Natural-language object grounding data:
■ ■ ■ ■

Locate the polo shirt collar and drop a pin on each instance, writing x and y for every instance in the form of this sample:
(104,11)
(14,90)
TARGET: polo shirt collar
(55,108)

■ ■ ■ ■

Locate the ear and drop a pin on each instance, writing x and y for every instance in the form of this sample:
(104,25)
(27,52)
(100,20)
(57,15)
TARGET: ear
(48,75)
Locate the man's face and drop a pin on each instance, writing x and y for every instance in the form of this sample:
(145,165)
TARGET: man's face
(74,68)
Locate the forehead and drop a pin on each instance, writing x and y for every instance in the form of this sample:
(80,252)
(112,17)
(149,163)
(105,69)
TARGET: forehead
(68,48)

■ ■ ■ ■

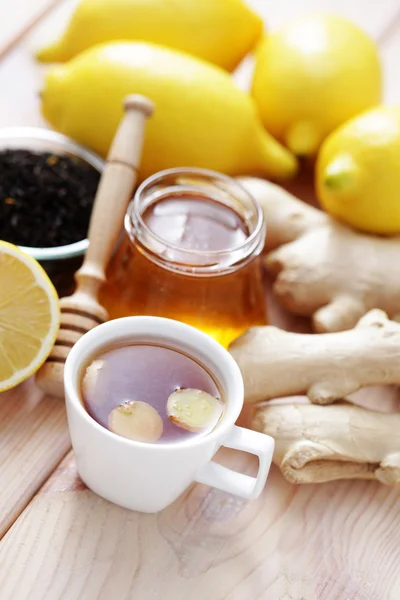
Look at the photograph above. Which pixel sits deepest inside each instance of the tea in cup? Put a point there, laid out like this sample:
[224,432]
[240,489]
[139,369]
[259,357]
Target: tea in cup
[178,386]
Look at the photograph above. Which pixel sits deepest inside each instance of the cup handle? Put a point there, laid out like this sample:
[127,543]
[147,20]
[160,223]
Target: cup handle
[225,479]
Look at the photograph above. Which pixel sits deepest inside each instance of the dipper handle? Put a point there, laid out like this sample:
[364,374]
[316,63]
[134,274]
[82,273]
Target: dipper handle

■ ■ ■ ■

What you need to do: Please return all lines from the records that hold the word "dipper".

Problem solution:
Look at the photograph above. Which pixel sits deepest inside each instance of the dipper handle? Put a point there, laid out like this sample:
Target: dipper handle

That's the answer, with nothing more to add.